» Page text
────────────────────

Scientists set out to understand how regenerated Atlantic rainforest areas help protect biodiversity
March 04, 2020
By André Julião | Agência FAPESP – Four research projects funded by FAPESP via its Research Program on Biodiversity Characterization, Conservation, Restoration and Sustainable Use (BIOTA-FAPESP) and by the Netherlands Organization for Scientific Research (NWO) will study the ecosystem services provided by the Atlantic rainforest in São Paulo state, Brazil, including protection of biodiversity and water resources. One of the projects will study the functioning of forests that have appeared in recent decades in response to restoration initiatives or natural regeneration of abandoned areas. The researchers involved hope the knowledge generated will contribute to restoration of the biome, which has dwindled to only 12% of its original size.

────────────────────

» Provided data
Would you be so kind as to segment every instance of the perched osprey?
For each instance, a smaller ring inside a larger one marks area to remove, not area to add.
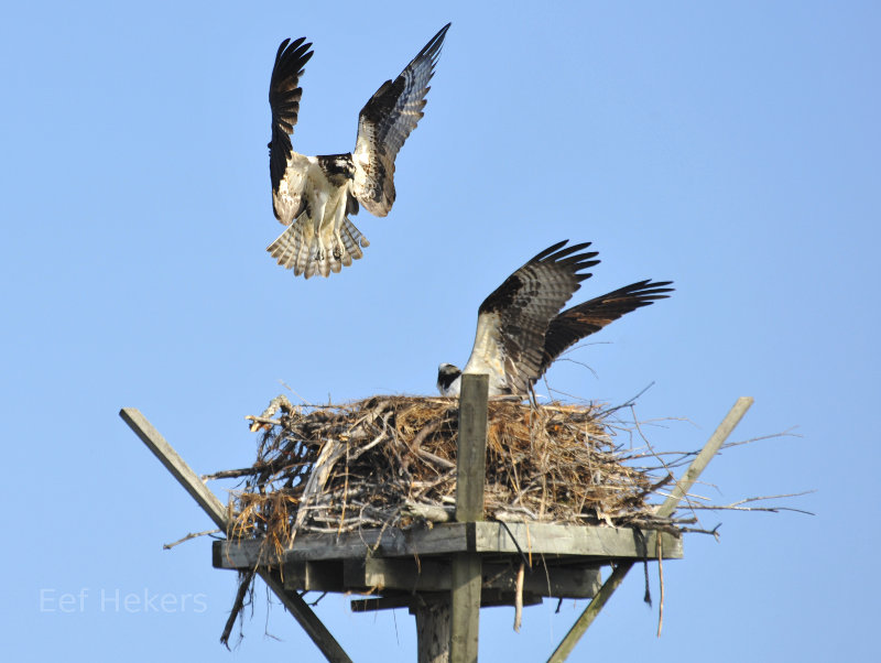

────────────────────

» Objective 1
According to the Atlantic rainforest article, to what share of its original size has the biome dwindled?
» Objective 2
Pick up the Atlantic rainforest article after its last sentence and keep writing it.
The lines above are not needed here.

» Written response 1
The biome has dwindled to only 12% of its original size.

» Written response 2
Similar project aspects were discussed by researchers from São Paulo state and the Netherlands when they met at FAPESP. The idea is for areas to be analyzed simultaneously by some or even all four research groups to generate a robust dataset that can later contribute to the formulation of public policies for conservation and restoration.
“One of the possibilities is data sharing. Measurements are made at different points in the state, and these data can benefit all the projects. Another idea is to see whether there’s a location at which all four projects can operate. If so, we can consolidate multiple observations of the various supported facets,” said Marie-Anne van Sluys, a professor at the University of São Paulo’s Bioscience Institute (IB-USP) and a member of FAPESP’s Life Sciences Adjunct Panel.
The research projects, to be conducted collaboratively by institutions in São Paulo and the Netherlands, were selected in a call for proposals issued in 2018 by FAPESP and NWO as part of a joint effort to foster research in this field and to convey the results to academics and other sectors of society.
The meeting held on February 5, 2020, was the first of a series planned by a task force set up to oversee the projects approved in the call, comprising members of BIOTA-FAPESP’s steering committee and experts appointed by FAPESP and NWO.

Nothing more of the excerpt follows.